Return every entry exactly as written.
## begin Data to use
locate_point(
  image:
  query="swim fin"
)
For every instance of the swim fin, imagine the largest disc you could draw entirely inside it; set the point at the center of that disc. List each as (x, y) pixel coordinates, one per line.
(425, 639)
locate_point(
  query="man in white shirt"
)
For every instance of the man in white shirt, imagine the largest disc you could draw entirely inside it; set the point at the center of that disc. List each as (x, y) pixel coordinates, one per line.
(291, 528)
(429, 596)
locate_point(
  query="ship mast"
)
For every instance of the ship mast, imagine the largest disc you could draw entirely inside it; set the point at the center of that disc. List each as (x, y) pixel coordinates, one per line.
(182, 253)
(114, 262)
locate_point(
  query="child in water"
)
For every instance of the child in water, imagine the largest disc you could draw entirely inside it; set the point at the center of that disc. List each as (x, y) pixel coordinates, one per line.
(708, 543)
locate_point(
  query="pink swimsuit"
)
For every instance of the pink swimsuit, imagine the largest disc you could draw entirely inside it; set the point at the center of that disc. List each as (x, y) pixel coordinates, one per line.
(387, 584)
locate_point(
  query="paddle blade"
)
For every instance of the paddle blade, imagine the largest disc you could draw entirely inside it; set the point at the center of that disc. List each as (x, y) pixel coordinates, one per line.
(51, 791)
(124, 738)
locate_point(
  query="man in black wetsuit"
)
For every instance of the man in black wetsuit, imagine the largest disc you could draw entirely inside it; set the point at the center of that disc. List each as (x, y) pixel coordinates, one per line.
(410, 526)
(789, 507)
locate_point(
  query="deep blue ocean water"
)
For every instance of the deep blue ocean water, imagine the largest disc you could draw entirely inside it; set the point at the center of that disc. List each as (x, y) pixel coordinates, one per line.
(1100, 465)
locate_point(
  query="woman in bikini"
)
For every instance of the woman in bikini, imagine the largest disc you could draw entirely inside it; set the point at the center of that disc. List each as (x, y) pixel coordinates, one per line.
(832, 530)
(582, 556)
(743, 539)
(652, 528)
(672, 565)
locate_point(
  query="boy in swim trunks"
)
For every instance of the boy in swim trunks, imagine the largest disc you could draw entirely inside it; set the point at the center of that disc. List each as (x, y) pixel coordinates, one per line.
## end Data to use
» Task response:
locate_point(
  image:
  query="swim fin"
)
For every instance of the swim fin, imagine the largest disc you could draw entirely inside it; set the point at the center of that disc. List each as (x, y) pixel coordinates, one per line.
(425, 639)
locate_point(
  query="man in white shirt"
)
For every instance of the man in white shirt, imagine the largest disc you could draw entirely inside it; set the point at the center of that disc. List each as (x, y) pixel coordinates, one per line.
(291, 528)
(429, 596)
locate_point(
  query="ship mast"
)
For every instance of the ship mast, imagine the largest disc you could draw entirely inside it; set the point at the center of that disc. List each as (x, y) pixel coordinates, one per line.
(182, 253)
(114, 262)
locate_point(
  query="child in water"
)
For every instance of the child in water, imagine the largest disc you could draw entirely inside it; set the point at the center of that disc. List each as (x, y) pixel coordinates, one per line.
(708, 543)
locate_point(
  query="pink swimsuit"
)
For every instance of the pink swimsuit, imagine the largest disc you could draw entirely inside it; set the point at the center of that disc. List each as (x, y) pixel coordinates, one per line.
(387, 584)
locate_point(
  query="paddle blade"
)
For every instance of the paddle blade, imagine the largest disc you could draw entirely inside it; set the point at the center of that disc. List each as (x, y) pixel coordinates, one per line.
(51, 791)
(124, 738)
locate_point(
  query="man in black wetsuit"
)
For every instance of the man in black wetsuit, imagine the largest disc you could draw entirely inside it; set the point at the center of that disc. List each as (x, y) pixel coordinates, one per line.
(410, 526)
(789, 507)
locate_point(
  query="deep blue ocean water"
)
For every instance of the deep blue ocean water, imagine the largest disc you could draw entirely inside it; set the point at the center of that disc. List each as (x, y) pixel coordinates, one per line.
(1100, 465)
locate_point(
  query="woman in bikini"
)
For every instance of the woman in bikini, imagine the largest disc you could draw entirely inside it; set the point at the center of that disc. List each as (x, y) pixel coordinates, one per line.
(832, 530)
(582, 556)
(743, 539)
(652, 528)
(672, 565)
locate_point(
  query="boy in swim trunks"
)
For every instance of the boy in swim trunks, imagine the largest disc you could draw entirely inside it; set the point at the center of that disc. List each as (x, y) pixel coordinates, one per line.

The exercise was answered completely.